課題内容
「理解論」という題の文章を、最後の文の次から続けて書くこと。

文書抜粋
⟨
01/21「理解論」

 ということで、ある日ふとどうでもいいことに気がつく瞬間ってあるじゃないですか。
 なんだろうな、こう別にずっとわからなかったことをずっと考えていてわかる、というのはこれはある意味当たり前のことで、たぶんフェルマーの定理の証明とかできた人はそういうあれだと思うんですよ。
 でもそういうことじゃなくて、もっとこうなんてかな、別にそのことを考えていたわけではないのに、そのことに気づくというのは、ある意味それを考えていてそれに気づくことよりもはるかに衝撃が大きいよなあとこう思うわけです。
 先日、今日はイカフライが半額で残ってればいいなあ、などと金持ちならではの庶民とはちょっとレベルが違う悩みなどに思いを馳せつつ、最近アニメが面白かったから買ってはあったけど読んでなかった『はなまる幼稚園』を読みつつ優雅に都営新宿線で帰宅していた時のことですけども、なんかですね、隣に座ってるやつのヘッドホンから音が漏れてるわけですよ。
 まあ、それはそれでいいんですけど、それがまたどっかで聴いたことがある曲なんですよね。どっかで聴いたことがあるけど思い出せない。
 こういうときってほんとにもうむずむずして、もう『はなまる幼稚園』どこじゃないわけですよ。せっかく山本先生の水着姿とか出ててもうそっちに集中したいのに、これなんの曲だ、というのでいっぱいいっぱいになったわけです。
⟩
データ一覧
⟨
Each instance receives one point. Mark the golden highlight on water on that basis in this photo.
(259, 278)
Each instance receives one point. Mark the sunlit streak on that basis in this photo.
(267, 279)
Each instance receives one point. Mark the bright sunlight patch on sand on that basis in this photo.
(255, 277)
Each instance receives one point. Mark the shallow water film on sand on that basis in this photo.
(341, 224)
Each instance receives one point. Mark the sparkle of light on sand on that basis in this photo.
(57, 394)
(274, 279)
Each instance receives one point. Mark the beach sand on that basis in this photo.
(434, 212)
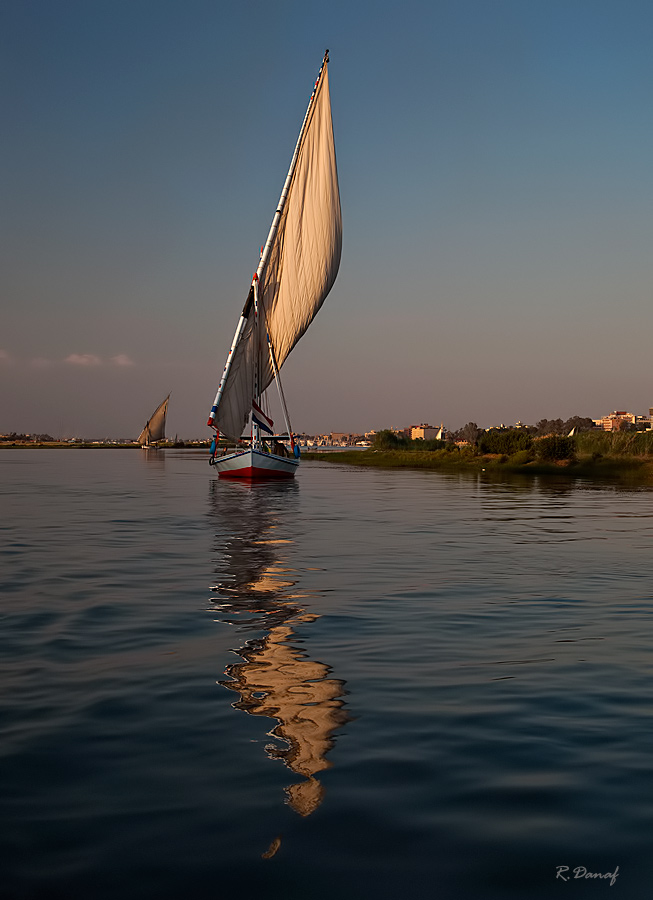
⟩
出力結果
 そんなこんなで10分くらいずーっとそんなことを考えていて、その間『はなまる幼稚園』のページをまったくめくらないで考えていたわけで、その光景をもし見てる人がいたらこの人どんだけ山本先生の水着姿が好きなんだろう気持ち悪いと思われていたに違いないんですけどそれはともかく、ふと思い出したんですね。
 それが、京野ことみさんの『NOW!』という曲だったんですよ。
 いやこれ自体は別に有名な曲ではないので別に知らなくてもいいんですけど、まあそのなんだ、そういうアイドルみたいなのがすごくブームだった頃の一人で、今では女優さんになられている京野さんがデビューしたすぐくらいの時に出した曲です。
 で、それを思い出して、ああそうか、『NOW!』か、懐かしいなあなんて思った瞬間に、頭の中をすぱーんと駆け巡るものがあったんですよね。
 Twitterは結構気軽と云うか、あまり物事考えなくていいのでくだらないこと時々書いてるんですけど、あれやってる人ならわかると思うんですけど、流れてくるツイートの中に「〜なう」という語尾のメッセージがあるじゃないですか。
 なんかこうなんだ、「喫茶店なう」とか「昼食なう」とか「別れた人に会った別れた渋谷で会った別れた時とおんなじ雨の夜だったなう」とか、まあそういうなんだ、行く場所や出来事+「なう」なんだな、というのは漠然とわかっていたわけです。最後のはよくわかりませんけども。そんなツイート流れてきたことないし。
 ただその意味が全くわからなくて、こうなんてんですか、コロ助の「ナリ」とか、仙台弁の「りゅん」とか、そういう類のあれだと思ってたんですよ。特に意味がない定型語尾と云いますかそんなような。
 ところがですね、この京野ことみさんの『NOW!』を思い出した瞬間に、「NOW、ナウ!? そうか、NOW→なう、つまりTwitterの“なう”は、今現在こういうことをやっているのだ、こういうところにいるのだ、ということを示す言葉だったんだよ!」ということに気づいてしまったわけですよ。仙台弁じゃなかった。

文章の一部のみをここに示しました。